# Given passage
The argument carries weight. It challenges the original scholarly and now popular wisdom that until certain people at a certain point in time (and in a certain part of the world) came up with few ‘enlightened’ ideas, humanity was mostly just muddling through a collective existence. It also puts into perspective the evidence we have found of civilisations large and complex functioning in the absence of centralised and exploitative authority as we know it today, holding that these cannot be brushed aside as mere exceptions to a prevailing state of primitiveness. But the singularly most important lesson one can take away from this book is that knowledge need not lead to the adoption of either technologies or forms of social organisation. There are for, example, a number of pre-historic societies that rejected agriculture though they were familiar with cereal domestication, could boast of organised labour, and had neighbouring societies practicing agriculture. The same is true of war and slavery, both of which have phased out several times in history only to phase back in again.
People throughout history, until perhaps today, have consciously refused systems that violate the dignity of man and nature, even when they promised the kind of unprecedented advancement that we see today. Sure, these systems had a stubborn tendency to keep surfacing as prepositions for greater competitive advantage and were ultimately adopted. But for the longest time, several (though not all) civilisations have refused to make this trade-off. Graeber and Wengrow are right when they say we are stuck because we have settled on an arrangement where we accept the oppression of entire populations, ethnic groups, and social classes as something inherent to large, complex – and now globalised – societies.
But perhaps because humans are still birthed rather than being ‘decanted’ as in Huxley’s world, they retain the ability to think, feel and act – though, admittedly, a lot serves to numb them from the need to do the same. We need to take a step back. We need a break from the comforts and promise of civilisation – from the urge to create and consume and eat the earth from the inside out. We need to pivot our ambitions so they correspond to the capacity of our planet and the conditions of humanity; to rethink if all we need out of this life is to have to do less – to have some technology or some service take over this or that aspect of our lives. Civilisation is not the perfection of technological efficiency. It is a state of dignified co-existence. And if centuries into being civilised, we have still not figured out how to co-exist with dignity, perhaps we need to look into the centuries before – deeper into the past rather than the future.

[Saved entries]
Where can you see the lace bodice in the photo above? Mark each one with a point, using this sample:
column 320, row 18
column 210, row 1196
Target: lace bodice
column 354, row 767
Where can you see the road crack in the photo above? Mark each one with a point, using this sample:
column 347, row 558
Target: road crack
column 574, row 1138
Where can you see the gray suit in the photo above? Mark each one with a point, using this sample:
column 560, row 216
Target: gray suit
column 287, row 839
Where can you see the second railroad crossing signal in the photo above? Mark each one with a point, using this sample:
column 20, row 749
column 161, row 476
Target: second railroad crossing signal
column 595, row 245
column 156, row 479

# Tasks to perform
A – Reproduce the portion of the book review starting at "People throughout history, until" and ending at "globalised – societies.".
B – Decide whether each statement agrees with the book review, answering yes or no and quoting the deciding words: (i) War and slavery have phased out several times in history. (ii) Every civilization has refused to make the trade-off. (iii) Civilization is the perfection of technological efficiency.

# Replies
A –
People throughout history, until perhaps today, have consciously refused systems that violate the dignity of man and nature, even when they promised the kind of unprecedented advancement that we see today. Sure, these systems had a stubborn tendency to keep surfacing as prepositions for greater competitive advantage and were ultimately adopted. But for the longest time, several (though not all) civilisations have refused to make this trade-off. Graeber and Wengrow are right when they say we are stuck because we have settled on an arrangement where we accept the oppression of entire populations, ethnic groups, and social classes as something inherent to large, complex – and now globalised – societies.

B –
(i) Yes: "both of which have phased out several times in history only to phase back in again."
(ii) No: "several (though not all) civilisations have refused to make this trade-off."
(iii) No: "Civilisation is not the perfection of technological efficiency."